_Instrucción_
Reproduce literalmente las líneas de los registros que van desde la que contiene "Shelf-audit tagging: for every instance of the door frame" hasta el final de los registros, ambos extremos incluidos.

Entradas guardadas
☆ ☆ ☆

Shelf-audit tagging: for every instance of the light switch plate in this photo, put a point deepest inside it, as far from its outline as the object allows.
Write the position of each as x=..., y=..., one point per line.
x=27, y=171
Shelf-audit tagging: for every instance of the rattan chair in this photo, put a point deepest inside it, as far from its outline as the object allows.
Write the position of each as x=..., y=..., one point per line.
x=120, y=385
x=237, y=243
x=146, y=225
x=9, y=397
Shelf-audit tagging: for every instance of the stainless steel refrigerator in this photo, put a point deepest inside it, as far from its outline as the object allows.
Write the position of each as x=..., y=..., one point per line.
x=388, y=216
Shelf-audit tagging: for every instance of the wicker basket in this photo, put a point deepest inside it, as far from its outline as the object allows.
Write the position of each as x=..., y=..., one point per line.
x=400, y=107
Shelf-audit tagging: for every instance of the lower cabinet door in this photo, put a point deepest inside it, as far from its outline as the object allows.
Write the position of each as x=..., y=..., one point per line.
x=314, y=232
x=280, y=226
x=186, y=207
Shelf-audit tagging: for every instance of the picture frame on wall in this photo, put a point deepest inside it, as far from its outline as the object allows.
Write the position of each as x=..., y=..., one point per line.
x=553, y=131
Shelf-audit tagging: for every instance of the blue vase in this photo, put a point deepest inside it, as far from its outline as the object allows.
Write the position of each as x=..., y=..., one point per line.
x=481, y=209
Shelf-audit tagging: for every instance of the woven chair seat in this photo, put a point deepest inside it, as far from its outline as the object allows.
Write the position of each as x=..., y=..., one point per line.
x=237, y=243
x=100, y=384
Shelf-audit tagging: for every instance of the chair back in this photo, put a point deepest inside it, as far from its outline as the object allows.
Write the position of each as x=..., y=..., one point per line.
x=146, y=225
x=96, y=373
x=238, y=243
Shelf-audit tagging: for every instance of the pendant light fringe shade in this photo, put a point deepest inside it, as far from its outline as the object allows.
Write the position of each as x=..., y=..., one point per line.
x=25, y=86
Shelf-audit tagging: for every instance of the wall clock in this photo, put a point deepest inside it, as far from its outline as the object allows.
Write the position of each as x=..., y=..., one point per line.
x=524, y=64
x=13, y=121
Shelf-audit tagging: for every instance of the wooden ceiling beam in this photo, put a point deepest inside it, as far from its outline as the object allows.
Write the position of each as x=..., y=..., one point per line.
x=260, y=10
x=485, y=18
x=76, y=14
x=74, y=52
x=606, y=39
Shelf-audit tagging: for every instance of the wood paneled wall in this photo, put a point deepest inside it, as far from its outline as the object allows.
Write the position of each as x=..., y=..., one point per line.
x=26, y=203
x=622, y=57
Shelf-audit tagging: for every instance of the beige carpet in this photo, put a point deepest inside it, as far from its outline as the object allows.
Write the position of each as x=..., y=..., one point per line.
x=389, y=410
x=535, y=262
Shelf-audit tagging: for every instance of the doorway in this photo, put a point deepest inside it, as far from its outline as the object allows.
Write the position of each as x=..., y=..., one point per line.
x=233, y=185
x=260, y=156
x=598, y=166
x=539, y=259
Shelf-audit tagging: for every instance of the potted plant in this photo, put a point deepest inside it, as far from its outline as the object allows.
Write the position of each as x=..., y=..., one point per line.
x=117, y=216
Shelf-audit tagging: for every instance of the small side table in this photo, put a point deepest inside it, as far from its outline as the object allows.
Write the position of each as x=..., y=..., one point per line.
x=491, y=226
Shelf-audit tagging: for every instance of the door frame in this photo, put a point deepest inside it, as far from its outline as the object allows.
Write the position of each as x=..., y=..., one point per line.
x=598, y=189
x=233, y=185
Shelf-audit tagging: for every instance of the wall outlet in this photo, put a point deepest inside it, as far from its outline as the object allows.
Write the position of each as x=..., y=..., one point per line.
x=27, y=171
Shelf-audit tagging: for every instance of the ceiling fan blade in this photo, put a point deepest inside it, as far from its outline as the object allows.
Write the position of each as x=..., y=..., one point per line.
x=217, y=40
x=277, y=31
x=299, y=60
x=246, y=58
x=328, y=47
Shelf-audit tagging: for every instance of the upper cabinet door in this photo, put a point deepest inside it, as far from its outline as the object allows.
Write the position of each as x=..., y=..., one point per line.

☆ ☆ ☆

_Solución_
Shelf-audit tagging: for every instance of the door frame in this photo, put a point deepest inside it, as far from its outline as the object allows.
Write the position of each as x=..., y=..., one point per line.
x=598, y=189
x=233, y=185
Shelf-audit tagging: for every instance of the wall outlet in this photo, put a point deepest inside it, as far from its outline as the object allows.
Write the position of each as x=..., y=..., one point per line.
x=27, y=171
Shelf-audit tagging: for every instance of the ceiling fan blade in this photo, put a point deepest inside it, as far from its outline as the object allows.
Write the position of each as x=..., y=..., one point per line.
x=217, y=40
x=277, y=31
x=299, y=60
x=246, y=58
x=328, y=47
Shelf-audit tagging: for every instance of the upper cabinet door in this photo, put a point deepest inside it, as far from its outline as the object allows.
Write the position of each as x=..., y=..., one point per line.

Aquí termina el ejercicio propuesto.